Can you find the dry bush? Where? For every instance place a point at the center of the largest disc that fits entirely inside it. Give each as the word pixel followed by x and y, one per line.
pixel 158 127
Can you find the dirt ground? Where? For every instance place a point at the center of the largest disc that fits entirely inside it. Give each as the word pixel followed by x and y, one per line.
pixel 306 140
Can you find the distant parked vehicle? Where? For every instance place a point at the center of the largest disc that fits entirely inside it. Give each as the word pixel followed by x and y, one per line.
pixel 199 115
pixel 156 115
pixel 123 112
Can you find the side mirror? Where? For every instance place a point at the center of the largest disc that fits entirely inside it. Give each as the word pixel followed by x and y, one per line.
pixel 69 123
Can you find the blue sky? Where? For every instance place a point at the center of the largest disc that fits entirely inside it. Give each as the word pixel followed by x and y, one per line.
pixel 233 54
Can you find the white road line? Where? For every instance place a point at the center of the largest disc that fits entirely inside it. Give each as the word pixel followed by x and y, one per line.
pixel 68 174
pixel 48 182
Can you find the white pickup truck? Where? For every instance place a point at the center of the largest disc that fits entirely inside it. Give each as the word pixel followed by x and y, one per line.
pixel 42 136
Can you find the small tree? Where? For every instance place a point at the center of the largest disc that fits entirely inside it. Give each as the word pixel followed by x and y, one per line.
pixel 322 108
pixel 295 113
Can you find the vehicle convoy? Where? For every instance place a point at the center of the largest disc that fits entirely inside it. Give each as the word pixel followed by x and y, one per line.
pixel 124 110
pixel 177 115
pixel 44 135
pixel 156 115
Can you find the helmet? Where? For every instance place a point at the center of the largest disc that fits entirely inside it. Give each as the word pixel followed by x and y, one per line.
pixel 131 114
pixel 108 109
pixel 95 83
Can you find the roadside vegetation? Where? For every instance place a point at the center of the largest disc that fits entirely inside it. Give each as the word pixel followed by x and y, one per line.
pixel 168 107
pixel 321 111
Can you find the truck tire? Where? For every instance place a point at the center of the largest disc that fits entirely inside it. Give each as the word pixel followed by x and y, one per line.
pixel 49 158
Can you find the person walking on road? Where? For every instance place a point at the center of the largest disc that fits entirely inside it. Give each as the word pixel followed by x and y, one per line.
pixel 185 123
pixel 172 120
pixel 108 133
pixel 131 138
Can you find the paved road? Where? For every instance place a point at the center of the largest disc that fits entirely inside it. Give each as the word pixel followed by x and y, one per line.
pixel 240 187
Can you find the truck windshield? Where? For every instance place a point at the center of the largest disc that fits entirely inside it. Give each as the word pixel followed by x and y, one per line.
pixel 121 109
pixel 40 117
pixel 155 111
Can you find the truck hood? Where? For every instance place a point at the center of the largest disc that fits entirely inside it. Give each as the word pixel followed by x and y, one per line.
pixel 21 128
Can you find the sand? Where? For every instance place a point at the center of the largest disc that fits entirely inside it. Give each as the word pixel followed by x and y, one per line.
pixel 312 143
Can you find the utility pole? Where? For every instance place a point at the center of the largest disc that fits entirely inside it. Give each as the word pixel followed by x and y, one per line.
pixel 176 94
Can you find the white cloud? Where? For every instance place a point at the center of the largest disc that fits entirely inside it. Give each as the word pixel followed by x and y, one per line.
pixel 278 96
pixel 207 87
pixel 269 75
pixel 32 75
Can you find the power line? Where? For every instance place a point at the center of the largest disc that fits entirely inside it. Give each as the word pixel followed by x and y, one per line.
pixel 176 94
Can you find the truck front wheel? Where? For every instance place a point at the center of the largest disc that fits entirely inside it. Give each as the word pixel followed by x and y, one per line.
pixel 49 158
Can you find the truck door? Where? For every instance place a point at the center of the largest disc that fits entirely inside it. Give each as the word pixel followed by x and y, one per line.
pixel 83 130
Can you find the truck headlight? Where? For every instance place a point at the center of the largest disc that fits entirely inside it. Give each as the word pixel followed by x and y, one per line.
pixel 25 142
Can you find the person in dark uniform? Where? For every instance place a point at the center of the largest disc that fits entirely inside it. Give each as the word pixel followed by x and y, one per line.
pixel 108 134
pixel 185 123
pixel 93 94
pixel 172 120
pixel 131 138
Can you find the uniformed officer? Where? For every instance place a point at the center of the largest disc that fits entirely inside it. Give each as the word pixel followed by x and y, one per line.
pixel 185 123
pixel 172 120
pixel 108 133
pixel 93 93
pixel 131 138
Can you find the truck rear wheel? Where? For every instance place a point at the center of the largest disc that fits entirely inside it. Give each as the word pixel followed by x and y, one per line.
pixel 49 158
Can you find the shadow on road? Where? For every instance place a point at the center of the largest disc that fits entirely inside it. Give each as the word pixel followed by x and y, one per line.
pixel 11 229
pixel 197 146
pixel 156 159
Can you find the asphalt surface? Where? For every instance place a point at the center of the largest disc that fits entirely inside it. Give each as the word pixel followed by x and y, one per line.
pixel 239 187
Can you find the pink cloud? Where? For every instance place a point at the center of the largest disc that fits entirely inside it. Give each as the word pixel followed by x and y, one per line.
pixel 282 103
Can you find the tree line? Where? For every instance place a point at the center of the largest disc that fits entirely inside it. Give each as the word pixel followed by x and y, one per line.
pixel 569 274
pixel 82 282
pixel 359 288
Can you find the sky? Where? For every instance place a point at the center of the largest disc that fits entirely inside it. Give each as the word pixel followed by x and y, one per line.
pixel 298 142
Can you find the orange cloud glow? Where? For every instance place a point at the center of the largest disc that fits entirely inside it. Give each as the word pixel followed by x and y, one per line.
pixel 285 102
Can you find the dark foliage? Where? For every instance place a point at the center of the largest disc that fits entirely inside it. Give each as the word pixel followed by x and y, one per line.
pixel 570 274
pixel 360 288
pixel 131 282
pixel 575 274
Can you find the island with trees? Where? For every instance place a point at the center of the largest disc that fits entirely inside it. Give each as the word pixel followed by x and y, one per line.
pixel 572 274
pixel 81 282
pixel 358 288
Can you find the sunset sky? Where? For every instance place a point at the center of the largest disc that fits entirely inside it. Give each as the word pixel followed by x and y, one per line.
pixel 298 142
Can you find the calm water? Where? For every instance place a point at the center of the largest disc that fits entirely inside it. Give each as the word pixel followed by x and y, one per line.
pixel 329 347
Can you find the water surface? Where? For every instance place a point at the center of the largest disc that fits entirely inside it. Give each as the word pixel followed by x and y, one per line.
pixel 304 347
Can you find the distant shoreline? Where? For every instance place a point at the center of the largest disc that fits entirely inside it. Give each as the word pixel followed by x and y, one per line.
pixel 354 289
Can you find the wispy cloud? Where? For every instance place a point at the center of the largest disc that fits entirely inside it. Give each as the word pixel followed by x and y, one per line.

|---|

__To do__: Print the lines between the line holding "Can you find the dark" and the line holding "pixel 575 274", inclusive, with no changes.

__Final answer__:
Can you find the dark foliage? Where? For every instance place a point at the center of the largest disc that fits entirely inside it. Give each as the word pixel followed by x and y, one per line.
pixel 570 274
pixel 360 288
pixel 131 282
pixel 575 274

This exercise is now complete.